Prompt =>
Reproduce the entries starting with the line that contains "Find the rider" and going on through the end of the entries, keeping each request unchanged. Multiply every coordinate in the answers by 2.4 and round to whole numbers, with halves rounded up.

***** Record extracts *****

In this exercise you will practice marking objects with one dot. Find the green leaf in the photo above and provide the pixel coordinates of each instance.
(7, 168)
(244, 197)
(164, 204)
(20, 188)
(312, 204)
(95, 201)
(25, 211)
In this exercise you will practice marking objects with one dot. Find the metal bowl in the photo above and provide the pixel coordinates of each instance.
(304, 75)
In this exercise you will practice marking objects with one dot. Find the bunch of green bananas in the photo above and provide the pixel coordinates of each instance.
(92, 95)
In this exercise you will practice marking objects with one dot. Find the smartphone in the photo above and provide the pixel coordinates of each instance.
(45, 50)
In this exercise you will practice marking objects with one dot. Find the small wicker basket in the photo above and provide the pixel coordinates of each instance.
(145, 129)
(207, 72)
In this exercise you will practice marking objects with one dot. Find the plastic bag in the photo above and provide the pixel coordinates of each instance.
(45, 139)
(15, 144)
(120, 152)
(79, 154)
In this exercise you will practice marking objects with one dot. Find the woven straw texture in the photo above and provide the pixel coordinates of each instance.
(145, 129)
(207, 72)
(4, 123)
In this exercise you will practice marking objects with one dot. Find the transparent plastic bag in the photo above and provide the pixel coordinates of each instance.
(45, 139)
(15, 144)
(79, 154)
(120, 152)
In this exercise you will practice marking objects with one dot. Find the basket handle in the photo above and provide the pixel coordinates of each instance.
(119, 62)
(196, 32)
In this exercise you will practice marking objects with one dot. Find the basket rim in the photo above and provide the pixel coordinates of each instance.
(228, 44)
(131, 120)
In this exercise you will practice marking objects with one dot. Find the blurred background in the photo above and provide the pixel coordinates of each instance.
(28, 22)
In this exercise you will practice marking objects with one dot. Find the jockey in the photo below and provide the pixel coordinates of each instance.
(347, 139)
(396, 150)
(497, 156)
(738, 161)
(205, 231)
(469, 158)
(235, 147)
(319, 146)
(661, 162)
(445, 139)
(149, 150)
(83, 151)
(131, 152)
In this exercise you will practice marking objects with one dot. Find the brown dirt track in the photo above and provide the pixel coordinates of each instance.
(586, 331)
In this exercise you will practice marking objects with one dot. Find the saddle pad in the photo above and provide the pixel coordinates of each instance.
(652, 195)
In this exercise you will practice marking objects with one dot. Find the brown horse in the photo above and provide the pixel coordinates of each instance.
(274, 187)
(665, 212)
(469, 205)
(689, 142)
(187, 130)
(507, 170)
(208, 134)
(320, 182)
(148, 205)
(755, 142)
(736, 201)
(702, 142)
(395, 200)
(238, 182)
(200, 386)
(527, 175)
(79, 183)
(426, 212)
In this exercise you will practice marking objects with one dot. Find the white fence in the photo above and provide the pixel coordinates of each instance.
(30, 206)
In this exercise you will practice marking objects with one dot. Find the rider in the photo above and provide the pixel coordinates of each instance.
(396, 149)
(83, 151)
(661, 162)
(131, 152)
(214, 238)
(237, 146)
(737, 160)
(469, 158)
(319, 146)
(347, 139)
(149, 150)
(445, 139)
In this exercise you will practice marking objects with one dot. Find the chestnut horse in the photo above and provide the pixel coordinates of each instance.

*****

In response =>
In this exercise you will practice marking objects with one dot. Find the rider in the photo above and provide the pixel coordinates of each instance.
(950, 358)
(199, 362)
(1586, 389)
(314, 365)
(514, 571)
(569, 350)
(1769, 384)
(1126, 379)
(766, 350)
(833, 334)
(358, 360)
(1068, 334)
In this exercise you will practice marking objects with one dot. Find the chestnut horse in the photo above and provide the pixel coordinates of each instance.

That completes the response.